* **Page**:
If, like me, you are swimming in the tapioca of middle-age, the last vestiges of youth evaporating before narrowing eyes and a runaway appetite your exercise regime cannot keep up with, retirement represents the ultimate mirage. That fantastical, care-free and indefinite holiday we venture on when work and children have completed their consumption of our finite will and reserves of energy.
Heavyweight fighters tend to get there sooner than a typical blue collar worker or executive, often no more or less content than the rest of us and frequently troubled by the life sprawling ahead of them without purpose, routine or income. It is frustrating for those of us still governed by mortgages and the alarm clock that the mirage, once reached, is just that, a mirage. Even for those heavyweights who captured larger purses in their prime, the discomfort remains and for some, the ‘end’ is never quite conclusive enough, like a season finale written in the hope of being commissioned again.

* **Extracted data**:
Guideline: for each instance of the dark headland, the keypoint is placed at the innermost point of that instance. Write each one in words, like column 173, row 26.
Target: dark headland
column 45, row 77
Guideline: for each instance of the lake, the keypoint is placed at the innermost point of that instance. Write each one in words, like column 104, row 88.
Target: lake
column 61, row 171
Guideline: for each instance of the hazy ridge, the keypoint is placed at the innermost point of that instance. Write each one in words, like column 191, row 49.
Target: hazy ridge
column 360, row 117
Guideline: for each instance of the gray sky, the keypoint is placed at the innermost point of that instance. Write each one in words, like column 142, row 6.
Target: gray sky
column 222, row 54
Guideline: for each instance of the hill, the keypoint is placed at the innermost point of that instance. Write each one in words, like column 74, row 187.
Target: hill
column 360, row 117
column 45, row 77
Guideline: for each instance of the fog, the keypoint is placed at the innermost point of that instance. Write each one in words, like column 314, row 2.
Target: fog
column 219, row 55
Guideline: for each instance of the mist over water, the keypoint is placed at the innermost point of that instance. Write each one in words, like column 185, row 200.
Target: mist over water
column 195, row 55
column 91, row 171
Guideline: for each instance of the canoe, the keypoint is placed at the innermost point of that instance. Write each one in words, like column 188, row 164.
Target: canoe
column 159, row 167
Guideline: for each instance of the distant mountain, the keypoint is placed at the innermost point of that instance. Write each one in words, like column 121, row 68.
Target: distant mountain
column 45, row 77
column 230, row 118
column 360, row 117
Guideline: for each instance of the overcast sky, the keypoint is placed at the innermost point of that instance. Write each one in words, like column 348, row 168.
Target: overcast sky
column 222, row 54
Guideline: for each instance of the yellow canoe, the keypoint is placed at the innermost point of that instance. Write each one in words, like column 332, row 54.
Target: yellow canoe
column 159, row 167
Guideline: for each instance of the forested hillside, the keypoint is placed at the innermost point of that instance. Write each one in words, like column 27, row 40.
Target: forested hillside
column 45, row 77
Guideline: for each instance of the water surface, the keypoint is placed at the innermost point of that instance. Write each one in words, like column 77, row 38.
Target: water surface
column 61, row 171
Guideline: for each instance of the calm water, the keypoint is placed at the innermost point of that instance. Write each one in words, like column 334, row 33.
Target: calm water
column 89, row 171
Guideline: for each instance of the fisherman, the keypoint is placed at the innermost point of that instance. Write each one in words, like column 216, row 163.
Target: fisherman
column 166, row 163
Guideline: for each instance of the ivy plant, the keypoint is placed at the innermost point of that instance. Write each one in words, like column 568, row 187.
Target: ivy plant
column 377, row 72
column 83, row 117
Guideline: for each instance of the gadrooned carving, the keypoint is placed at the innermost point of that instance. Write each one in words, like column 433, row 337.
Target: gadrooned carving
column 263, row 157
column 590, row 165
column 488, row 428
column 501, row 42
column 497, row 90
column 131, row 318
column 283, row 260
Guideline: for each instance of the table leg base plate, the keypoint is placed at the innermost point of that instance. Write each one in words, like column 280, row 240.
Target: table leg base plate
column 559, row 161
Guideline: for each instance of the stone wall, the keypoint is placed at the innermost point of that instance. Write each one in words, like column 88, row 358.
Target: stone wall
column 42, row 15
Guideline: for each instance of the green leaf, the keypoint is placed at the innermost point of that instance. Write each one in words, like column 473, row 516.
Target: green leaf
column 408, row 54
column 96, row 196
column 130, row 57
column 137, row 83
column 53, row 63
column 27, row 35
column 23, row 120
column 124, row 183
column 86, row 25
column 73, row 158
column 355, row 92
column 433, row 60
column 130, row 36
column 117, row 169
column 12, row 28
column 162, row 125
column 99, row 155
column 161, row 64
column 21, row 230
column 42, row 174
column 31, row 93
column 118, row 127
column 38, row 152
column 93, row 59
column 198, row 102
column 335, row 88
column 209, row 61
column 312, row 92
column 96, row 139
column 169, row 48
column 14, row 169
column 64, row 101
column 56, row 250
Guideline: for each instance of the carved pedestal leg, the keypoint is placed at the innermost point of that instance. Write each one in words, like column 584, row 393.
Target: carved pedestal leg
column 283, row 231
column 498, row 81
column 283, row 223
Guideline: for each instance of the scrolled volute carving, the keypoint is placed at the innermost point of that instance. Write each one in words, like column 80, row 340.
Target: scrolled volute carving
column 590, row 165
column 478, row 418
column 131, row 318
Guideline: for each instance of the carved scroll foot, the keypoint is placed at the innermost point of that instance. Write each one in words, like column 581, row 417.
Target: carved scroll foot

* **Challenge 1**: In the piece on heavyweight fighters in retirement, what three things does the life ahead of them lack?
* **Challenge 2**: Carry on the piece on heavyweight fighters in retirement, starting after its last sentence.

* **Written reply 1**: Purpose, routine and income.

* **Written reply 2**:
Winning, success, money doesn’t sate the thirst, frequently it merely affords more stake to play with, to gamble with. Only in losing, often repeatedly, sometimes with enormous consequence, can the gambler stop or have the temptation rendered impotent.
Unfortunately, and particularly for heavyweights, there will always be someone, an opportunist usually, who thinks a 40-something heavyweight has either a shot at redemption or the remnants of a reputation their own, younger, fresher starlet could still capture. It can prove irresistible for heavyweights who care not for the preservation of that reputation or still crave the adrenalin of competition. Fight a novice or emerging prospect for a lump of cash? Why not?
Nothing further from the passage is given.